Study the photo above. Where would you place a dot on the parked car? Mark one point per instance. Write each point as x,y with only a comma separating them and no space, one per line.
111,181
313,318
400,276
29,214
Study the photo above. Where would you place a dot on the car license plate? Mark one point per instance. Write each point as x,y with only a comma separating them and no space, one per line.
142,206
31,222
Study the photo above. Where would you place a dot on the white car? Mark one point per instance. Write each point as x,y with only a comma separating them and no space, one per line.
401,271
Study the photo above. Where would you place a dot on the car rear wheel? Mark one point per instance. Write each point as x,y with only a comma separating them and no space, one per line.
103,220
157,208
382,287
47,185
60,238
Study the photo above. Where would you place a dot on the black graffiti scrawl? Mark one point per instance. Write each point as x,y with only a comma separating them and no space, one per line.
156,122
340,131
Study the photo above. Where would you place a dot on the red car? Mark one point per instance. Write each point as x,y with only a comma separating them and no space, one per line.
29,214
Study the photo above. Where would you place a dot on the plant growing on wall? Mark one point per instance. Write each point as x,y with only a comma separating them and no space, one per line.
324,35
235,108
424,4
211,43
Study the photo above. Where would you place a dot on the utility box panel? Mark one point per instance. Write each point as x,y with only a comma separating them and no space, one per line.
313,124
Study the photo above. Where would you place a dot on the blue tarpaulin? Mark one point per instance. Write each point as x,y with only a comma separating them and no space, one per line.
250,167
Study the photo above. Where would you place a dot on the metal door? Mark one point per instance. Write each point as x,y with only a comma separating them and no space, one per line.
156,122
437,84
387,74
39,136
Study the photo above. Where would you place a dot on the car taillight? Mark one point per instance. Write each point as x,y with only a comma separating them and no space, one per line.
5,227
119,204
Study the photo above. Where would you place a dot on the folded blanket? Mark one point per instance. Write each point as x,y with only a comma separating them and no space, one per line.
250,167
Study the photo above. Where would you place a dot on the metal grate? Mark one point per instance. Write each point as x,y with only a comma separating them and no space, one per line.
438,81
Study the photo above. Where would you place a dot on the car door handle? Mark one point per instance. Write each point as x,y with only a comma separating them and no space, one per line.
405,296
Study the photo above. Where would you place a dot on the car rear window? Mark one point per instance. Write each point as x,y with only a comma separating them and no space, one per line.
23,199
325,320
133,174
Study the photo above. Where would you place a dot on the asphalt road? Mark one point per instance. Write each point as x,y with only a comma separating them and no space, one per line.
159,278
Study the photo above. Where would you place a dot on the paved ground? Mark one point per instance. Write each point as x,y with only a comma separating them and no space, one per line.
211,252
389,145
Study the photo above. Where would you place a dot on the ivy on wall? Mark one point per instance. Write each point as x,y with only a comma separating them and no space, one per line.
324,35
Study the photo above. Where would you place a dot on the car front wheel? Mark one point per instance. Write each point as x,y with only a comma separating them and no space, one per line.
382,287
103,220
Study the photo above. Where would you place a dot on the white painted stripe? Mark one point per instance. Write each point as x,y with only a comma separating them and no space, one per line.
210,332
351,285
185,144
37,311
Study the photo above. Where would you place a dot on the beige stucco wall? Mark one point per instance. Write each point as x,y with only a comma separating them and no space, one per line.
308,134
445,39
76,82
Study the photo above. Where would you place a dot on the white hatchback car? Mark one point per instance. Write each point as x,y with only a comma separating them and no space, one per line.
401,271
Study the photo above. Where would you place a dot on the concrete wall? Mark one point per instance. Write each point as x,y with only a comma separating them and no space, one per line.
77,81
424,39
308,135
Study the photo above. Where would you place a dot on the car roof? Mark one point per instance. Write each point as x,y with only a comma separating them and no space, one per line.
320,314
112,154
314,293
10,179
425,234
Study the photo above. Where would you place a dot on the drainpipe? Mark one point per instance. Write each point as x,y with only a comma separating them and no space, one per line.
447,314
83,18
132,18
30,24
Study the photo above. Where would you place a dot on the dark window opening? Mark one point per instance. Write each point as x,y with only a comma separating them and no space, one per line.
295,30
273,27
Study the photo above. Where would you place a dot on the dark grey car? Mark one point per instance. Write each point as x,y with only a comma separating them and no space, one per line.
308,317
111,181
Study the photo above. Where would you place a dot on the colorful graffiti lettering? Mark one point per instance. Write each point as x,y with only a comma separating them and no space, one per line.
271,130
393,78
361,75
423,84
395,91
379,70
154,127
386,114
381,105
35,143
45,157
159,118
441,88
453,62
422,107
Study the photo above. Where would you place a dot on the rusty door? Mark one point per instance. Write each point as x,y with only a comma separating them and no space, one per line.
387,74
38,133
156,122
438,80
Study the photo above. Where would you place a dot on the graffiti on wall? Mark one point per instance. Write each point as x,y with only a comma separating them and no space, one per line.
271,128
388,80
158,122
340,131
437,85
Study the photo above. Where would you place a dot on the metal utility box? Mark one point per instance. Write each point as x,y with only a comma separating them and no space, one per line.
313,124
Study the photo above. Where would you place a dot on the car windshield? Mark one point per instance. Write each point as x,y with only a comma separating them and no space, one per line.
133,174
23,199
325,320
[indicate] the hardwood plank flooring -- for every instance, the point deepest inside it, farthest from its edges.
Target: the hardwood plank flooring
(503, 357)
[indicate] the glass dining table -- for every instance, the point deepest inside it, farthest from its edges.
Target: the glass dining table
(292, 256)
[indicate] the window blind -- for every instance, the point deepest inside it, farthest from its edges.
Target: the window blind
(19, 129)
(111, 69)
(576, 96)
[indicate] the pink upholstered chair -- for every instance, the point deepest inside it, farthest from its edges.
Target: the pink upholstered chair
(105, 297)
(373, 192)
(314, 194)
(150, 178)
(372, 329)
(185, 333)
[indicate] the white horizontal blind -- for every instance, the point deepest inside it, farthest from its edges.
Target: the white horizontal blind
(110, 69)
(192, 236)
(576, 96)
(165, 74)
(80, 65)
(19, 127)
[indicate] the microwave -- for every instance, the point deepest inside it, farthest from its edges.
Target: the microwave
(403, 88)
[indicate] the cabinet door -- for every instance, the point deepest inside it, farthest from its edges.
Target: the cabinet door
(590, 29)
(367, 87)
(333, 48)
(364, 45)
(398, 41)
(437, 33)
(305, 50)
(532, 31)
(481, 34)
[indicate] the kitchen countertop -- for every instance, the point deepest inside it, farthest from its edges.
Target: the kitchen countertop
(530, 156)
####################
EXERCISE TASK — Change every "instance" in the listing above to "occurrence", leaving everything else as it is.

SOLUTION FOR THIS PROBLEM —
Study the photo above. Where would you place a dot on the parked car? Mark one point per occurrence. Write each point as x,y with only a comma separating them and no space, one per line.
111,181
313,318
400,276
29,214
Study the photo above. Where would you place a dot on the car license plate? Mark one point per occurrence. Write each point as x,y with only a comma separating them and no space, one per line.
142,206
31,222
Study the photo above. Where would you place a dot on the white car? Mark one point per occurrence. Write each point as x,y with only a comma separating them and no space, one per line.
401,271
Study the photo above. Where would you place a dot on the car rear wheel? Mark one point per occurrence. Write each point as x,y with only a comma separating them and no space, one per line.
103,220
157,208
382,287
47,185
60,238
Study the photo above. Where would you place a dot on the black graffiti scrawl? Mark one point per occurrence. Write each point as x,y with only a comma separating them and no space, one per line.
156,122
340,131
Study the photo above. Where would you place a dot on the red car? Mark one point per occurrence. Write each point as x,y with only a comma separating them and no space, one per line.
29,214
Study the photo above. Where would you place a dot on the plant growing on wall? Mark one point per occurrence. Write each point as x,y with only a comma separating them and no space, one per line.
324,35
235,108
424,4
211,43
Study the photo above. Where would you place a dot on the utility box panel? Mark one point per occurrence. Write each point as x,y with only a comma separating them and no space, one per line.
313,124
Study the photo above. Where would you place a dot on the blue tarpaulin? Mark one point per occurrence. Write each point as x,y with only a comma separating them and no space, one per line.
250,167
Study the photo above. Where would you place a dot on the metal door? Mark one point per occurrence. Write each point as x,y with only a comma separating them and no space, one per line.
156,122
437,84
387,74
39,136
Study the photo above. Where would you place a dot on the car taillight? Mark one point per occurrence. Write each point as x,y with only a comma separating them and no space, one per line.
5,227
119,204
Study the photo above. Where would you place a dot on the folded blanket? Mark one point per occurrence. Write each point as x,y with only a comma separating them and no space, one per line.
250,167
Study the photo above. Where would you place a dot on the metal grate? Mark one point per occurrence. Write each point as x,y with only a comma separating them and no space, one per line.
438,81
Study the photo above. Where would you place a dot on the car door handle? Mark one point per occurrence. Write each point as x,y with only a comma separating them and no space, one per line.
405,296
Study the photo above. Where would you place a dot on the car rear window? Mark one point per occurrence. Write each point as x,y with only a comma separating them and no space, one per line.
23,199
325,320
133,174
Study the photo above. Where would you place a dot on the asphalt road? Mark one point per occurrence. Write each point as x,y with only a comma separating them and no space, one per line.
159,278
Study the photo above. Where would you place a dot on the paved ground? Mark one point per occurrence. Write each point as x,y with only a comma separating them and no space, one per line.
211,252
389,145
Study the photo above. Where would you place a dot on the ivy on wall? Mark one point per occurrence. Write each point as x,y with only a comma separating them and no space, one per line.
324,35
Study the photo above. Where would you place a dot on the car front wheel? Mark one point per occurrence. Write each point as x,y with only a comma separating them and no space, one per line.
382,287
103,220
Study the photo above. Where would you place a dot on the white painted stripe? Mark one point per occurrence. Write each point as x,y with only a comma separating them and no space, one per line.
210,332
351,285
185,144
37,311
Study the photo above. Where would you place a dot on the beige stucco wall? Mark one point per occurrence. Write each point as x,y with only a comma separating them and no space, one per line.
308,134
445,39
76,82
Study the photo above. Where would you place a dot on the white hatchback car? Mark one point per occurrence. Write each point as x,y with only a comma separating them and no space, one per line.
401,271
Study the photo above. Where would you place a dot on the concrete wall? Mark one point per occurrence. Write each point as x,y with only a comma separating them and no space, one per line.
77,81
424,39
308,135
Study the photo above. Where would you place a dot on the car roof? Mark one point per occurrence. Write each point as x,y with only a comma separating them and no space, one per line.
320,314
112,154
314,293
10,179
425,234
Study the photo above. Where would you place a dot on the drainpipe? Mark one point per occurrence. Write each point as x,y with only a comma separating them and no space, one per line.
447,314
83,18
132,18
30,24
Study the photo above. Where would you place a dot on the dark window opening? Mark one point per occurrence. Write each point as x,y with only a comma separating them and no space, one per line.
295,30
273,27
Study the photo above. Where would you place a dot on the dark grey car? Mark one point per occurrence. Write each point as x,y with only a comma separating them and no space, one per line.
308,317
111,181
Study the photo above. Where would you place a dot on the colorful graffiti lettering? Mark one point per occurrence. Write each point as x,y with only a comma separating them and no space, one per line.
271,130
393,78
361,75
423,84
395,91
379,70
154,127
386,114
381,105
35,143
45,157
159,118
441,88
453,62
422,107
Study the photo above. Where would you place a dot on the rusty door? Mark one point per occurrence. Write each point as x,y with only a comma separating them and no space, one per line.
387,74
38,133
156,122
438,80
Study the photo above. Where would you place a dot on the graffiti on wall? Mark one point per occurrence. Write each point as x,y with only a comma separating them and no space, one per line.
271,128
388,80
158,122
340,131
437,85
Study the photo above. Where would you place a dot on the metal utility box? Mark one point per occurrence. Write each point as x,y with only a comma separating them and no space, one per line.
313,124
Study the photo above. Where would you place a dot on the car windshield? Mark one point per occurrence. Write each point as x,y with only a comma separating them and no space, one per line.
133,174
23,199
325,320
[indicate] the hardwood plank flooring -- for every occurrence, the point deepest inside it, farthest from its edges.
Target: the hardwood plank flooring
(503, 357)
[indicate] the glass dining table -- for every occurrence, the point deepest inside it, farthest from its edges.
Target: the glass dining table
(292, 256)
[indicate] the window blind -- for every occurrence, the point deepest inside it, farthest from its edges.
Target: the window blind
(19, 129)
(111, 69)
(576, 96)
[indicate] the pink upholstered chair -- for every occurrence, the point deepest inside it, farthest from its edges.
Target: the pink upholstered chair
(105, 297)
(373, 192)
(314, 194)
(150, 178)
(372, 329)
(185, 333)
[indicate] the white horizontal blind -- for every occurrence, the point deepest inside it, farthest from its edges.
Target: the white horizontal blind
(110, 69)
(192, 236)
(576, 96)
(165, 74)
(80, 65)
(19, 127)
[indicate] the microwave -- for every occurrence, the point deepest inside it, farthest from its edges.
Target: the microwave
(403, 88)
[indicate] the cabinet door -- for every occurrence, the point deepest inside it, farthest from its edges.
Target: the cabinet door
(590, 29)
(367, 87)
(333, 48)
(364, 45)
(398, 41)
(437, 33)
(305, 50)
(532, 31)
(481, 34)
[indicate] the kitchen countertop -- for every occurrence, the point deepest inside it, farthest from its edges.
Target: the kitchen countertop
(530, 156)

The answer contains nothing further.